◆ **Supplied material**
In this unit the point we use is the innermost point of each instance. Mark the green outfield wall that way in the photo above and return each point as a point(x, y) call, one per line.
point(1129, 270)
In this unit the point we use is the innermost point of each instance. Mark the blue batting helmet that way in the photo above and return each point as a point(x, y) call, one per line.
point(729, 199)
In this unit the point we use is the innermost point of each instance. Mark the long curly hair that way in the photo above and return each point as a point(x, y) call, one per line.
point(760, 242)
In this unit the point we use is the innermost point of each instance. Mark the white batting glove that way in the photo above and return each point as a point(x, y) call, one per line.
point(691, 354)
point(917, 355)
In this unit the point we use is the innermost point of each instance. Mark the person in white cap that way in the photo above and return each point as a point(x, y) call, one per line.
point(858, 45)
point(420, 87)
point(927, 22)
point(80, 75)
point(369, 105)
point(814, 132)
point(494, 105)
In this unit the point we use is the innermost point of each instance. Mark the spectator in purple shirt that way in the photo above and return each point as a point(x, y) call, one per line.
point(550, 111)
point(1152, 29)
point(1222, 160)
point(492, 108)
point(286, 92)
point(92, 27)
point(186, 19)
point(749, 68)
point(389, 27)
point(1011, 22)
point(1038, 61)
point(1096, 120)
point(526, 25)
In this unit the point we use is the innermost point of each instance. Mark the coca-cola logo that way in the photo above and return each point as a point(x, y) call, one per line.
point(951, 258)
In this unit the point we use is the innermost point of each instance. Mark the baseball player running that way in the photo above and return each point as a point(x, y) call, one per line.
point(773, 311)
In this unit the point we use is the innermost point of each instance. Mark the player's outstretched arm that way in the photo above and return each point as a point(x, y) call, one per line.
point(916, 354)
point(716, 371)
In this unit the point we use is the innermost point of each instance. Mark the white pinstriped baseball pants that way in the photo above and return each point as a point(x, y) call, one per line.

◆ **What the task asks**
Starting at the line with "Mark the person" and running through the end of the data, rename "innermost" to "central" and give those lines back with nothing else changed.

◆ **Output for this task**
In this unit the point we use is the central point of each instance. Mark the person in white cap that way in the photo above and return each point as a point(x, y) call, one per line.
point(858, 45)
point(420, 87)
point(927, 22)
point(80, 75)
point(369, 105)
point(814, 132)
point(494, 105)
In this unit the point we use is the central point of each instance. Mark the spectator in purple shirt that way in the photo above and return each point as a point(x, y) call, one per line.
point(550, 111)
point(1152, 29)
point(1222, 160)
point(492, 108)
point(286, 92)
point(92, 27)
point(186, 19)
point(749, 68)
point(389, 27)
point(1011, 22)
point(1038, 61)
point(1096, 120)
point(526, 25)
In this unit the point we use is the central point of each instance. Mark the coca-cola logo that way in the photo above and return each point as a point(x, y) call, one per line.
point(951, 258)
In this unit the point we use is the central point of each instance. Mark the baseball player running that way in the photo above and return each point as a point(x, y) call, one per line.
point(773, 311)
In this unit the point we use is the central point of each instance. Mark the player's outstretched arm that way in the photo above and return each point as a point(x, y) call, one per line.
point(916, 354)
point(716, 371)
In this unit the point we use is the central point of each instance. Mark the white pinstriped baseball pants that way in the photo above and return each point as a point(x, y) call, one per line.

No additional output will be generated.